Text passage Start Marker

Karl-Anthony Towns, Anthony Barr among four finalists for ESPY's Muhammad Ali Humanitarian Award

Barr's work has focused on single-parent education and youth justice while Towns has been a leading spokesperson on health equity.

June 30, 2022 at 6:03PM
Anthony Barr (left) and Karl-Anthony Towns are two of the four finalists for the Muhammad Ali Sports Humanitarian Award. (Carlos Gonzalez, Star Tribune/The Minnesota Star Tribune)

In recognition to the outsized impact that Minnesota sports stars have had on the national conversation towards issues of equity and social justice over the past year, Karl-Anthony Towns and Anthony Barr are two of the four finalists for the 2022 Muhammad Ali Sports Humanitarian Award.

The other two nominees are Albert Pujols of the St. Louis Cardinals and Brad Stuver of Austin FC. The award celebrates athletes who are using sports to make an impact on local, national or global communities.

Nelson Cruz, a member of the Twins at the time, won the 2020 award.

Towns was recently named a Kareem Abdul-Jabbar Social Justice Champion finalist by the NBA while Barr was nominated as the Vikings' 2021 Walter Payton Man of the Year for his community efforts.

Text passage End Marker
Information supplied Start Marker

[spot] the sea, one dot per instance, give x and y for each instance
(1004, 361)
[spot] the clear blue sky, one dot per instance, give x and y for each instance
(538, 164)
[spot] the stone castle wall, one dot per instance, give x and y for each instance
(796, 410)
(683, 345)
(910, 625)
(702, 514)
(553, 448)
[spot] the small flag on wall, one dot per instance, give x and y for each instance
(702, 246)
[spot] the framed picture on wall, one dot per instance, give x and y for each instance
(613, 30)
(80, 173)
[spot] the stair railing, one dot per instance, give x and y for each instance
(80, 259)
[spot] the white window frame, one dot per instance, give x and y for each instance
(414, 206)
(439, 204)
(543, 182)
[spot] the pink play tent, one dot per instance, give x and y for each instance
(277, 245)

Information supplied End Marker

## Problem statement
Go on with the article on the ESPY humanitarian award finalists, starting after its last sentence. These records were drawn from a different source.

## Result of this exercise
Barr is currently a free agent, but the longtime Vikings linebacker started the Raise the Barr Foundation in 2016 with his mother Lori Barr to provide education opportunities for single-parent families. They provide scholarships along with emergency grants for single-parent students. Raise the Barr has been involved with the Jeremiah Program in Minneapolis and Barr has also worked with the Minneapolis Juvenile Detention Center.

"The Minneapolis community really embraced me as one of their own, and it was only right to give back," Barr said last year. "That's kind of what we're trying to do: just show our gratitude for the last five, six, seven, eight years that I've been here. It's heartwarming, man. It makes you want to continue to do good work, because you know it's working."

Towns, the Timberwolves All-Star forward, has been an advocate for equity in health care — specifically around care and treatment for COVID-19. His mother Jacqueline Cruz-Towns died after contracting coronavirus in April 2020; Towns worked with the NBA on public service announcements around COVID-19 vaccines along with providing 100 COVID-19 testing kits to 50 schools in Minnesota and New Jersey. Towns also donated $20,000 to the George Floyd Memorial Foundation in July 2021.

"This is an extremely humbling honor to be named a Muhammad Ali Sports Humanitarian Award finalist," Towns said in a statement after receiving the nomination. "Ali was a true change agent and humanitarian in every sense of the word; a social force who fought for the marginalized and inspired much of my community activism. I am honored to be among this list of athletes doing impactful and inspirational work."

The winner will be announced as part of the ESPYs on July 20.